§ Given instruction:
Copy out, in full, every line of the items below that contains the word "overcast". Matching is case-sensitive.
## Start Material
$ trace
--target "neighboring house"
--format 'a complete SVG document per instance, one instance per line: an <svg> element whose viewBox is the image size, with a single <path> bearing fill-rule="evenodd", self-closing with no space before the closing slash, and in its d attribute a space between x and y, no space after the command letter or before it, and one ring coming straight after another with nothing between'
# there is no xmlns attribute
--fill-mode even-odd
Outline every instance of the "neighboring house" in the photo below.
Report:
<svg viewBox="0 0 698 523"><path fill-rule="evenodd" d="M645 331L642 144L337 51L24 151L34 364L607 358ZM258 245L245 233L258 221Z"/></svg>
## End Material
## Start Material
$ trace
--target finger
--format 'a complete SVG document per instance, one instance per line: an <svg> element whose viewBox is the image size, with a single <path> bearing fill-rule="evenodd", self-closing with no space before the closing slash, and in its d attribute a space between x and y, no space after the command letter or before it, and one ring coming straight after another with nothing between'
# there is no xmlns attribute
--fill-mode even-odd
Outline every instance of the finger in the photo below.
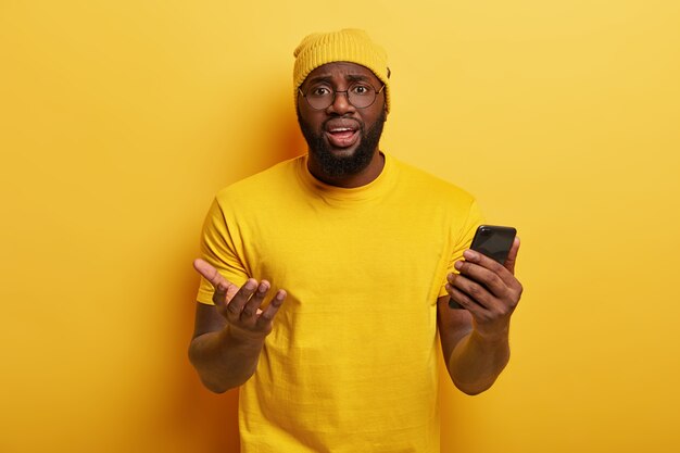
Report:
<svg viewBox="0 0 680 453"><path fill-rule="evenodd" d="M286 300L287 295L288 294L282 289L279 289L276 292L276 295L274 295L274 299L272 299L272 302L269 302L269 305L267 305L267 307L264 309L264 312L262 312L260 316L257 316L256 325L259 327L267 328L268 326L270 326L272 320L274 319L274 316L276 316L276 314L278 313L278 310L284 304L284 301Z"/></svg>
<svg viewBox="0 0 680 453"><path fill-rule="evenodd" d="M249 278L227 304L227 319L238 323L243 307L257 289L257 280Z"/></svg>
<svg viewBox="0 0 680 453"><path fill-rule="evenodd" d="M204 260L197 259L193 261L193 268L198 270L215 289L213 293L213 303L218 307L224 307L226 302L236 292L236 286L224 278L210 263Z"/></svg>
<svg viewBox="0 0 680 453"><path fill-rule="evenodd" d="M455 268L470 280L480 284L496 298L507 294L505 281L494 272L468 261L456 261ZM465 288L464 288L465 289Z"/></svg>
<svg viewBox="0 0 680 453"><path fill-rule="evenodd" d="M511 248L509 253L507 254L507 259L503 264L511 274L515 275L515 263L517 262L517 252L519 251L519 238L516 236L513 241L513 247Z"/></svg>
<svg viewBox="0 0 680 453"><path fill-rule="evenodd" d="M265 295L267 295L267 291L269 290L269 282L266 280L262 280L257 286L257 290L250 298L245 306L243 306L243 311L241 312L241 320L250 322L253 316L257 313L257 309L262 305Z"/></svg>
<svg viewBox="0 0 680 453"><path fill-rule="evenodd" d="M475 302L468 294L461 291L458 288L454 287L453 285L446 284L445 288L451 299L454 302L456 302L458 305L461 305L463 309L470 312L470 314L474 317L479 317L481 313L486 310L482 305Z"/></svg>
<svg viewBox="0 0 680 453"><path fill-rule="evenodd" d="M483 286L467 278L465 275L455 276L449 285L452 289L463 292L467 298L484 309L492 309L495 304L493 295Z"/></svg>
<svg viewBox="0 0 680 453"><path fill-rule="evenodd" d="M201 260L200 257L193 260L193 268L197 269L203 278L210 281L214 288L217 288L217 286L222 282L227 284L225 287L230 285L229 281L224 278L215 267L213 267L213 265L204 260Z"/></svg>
## End Material
## Start Material
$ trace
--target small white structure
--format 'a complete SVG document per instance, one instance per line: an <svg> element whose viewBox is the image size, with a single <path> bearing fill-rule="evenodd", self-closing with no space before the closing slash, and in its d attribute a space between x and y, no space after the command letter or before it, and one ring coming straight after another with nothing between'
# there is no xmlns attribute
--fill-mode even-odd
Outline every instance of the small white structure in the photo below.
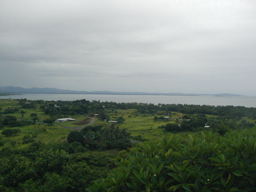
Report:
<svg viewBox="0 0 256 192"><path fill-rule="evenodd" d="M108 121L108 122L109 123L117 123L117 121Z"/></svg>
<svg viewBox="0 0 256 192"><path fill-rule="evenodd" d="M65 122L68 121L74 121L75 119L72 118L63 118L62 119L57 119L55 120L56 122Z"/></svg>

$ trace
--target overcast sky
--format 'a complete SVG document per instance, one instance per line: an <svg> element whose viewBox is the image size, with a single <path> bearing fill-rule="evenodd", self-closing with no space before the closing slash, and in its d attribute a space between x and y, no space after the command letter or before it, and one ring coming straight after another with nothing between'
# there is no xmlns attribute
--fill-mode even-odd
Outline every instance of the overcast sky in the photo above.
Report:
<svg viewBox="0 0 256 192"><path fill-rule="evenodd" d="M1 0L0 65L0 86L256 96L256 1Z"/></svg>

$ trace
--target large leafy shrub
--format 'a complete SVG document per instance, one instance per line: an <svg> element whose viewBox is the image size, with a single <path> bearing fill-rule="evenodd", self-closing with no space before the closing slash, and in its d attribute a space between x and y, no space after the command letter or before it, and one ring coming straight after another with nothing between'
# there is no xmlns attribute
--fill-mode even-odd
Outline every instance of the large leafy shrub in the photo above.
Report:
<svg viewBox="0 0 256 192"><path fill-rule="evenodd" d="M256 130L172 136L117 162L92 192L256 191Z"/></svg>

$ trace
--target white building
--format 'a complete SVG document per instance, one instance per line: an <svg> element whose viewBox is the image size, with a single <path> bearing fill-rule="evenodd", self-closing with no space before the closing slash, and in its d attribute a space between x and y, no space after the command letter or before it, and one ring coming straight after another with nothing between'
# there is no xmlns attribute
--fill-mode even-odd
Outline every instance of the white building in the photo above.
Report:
## End Material
§ Solved problem:
--target overcast sky
Outline every instance of the overcast sky in the photo above.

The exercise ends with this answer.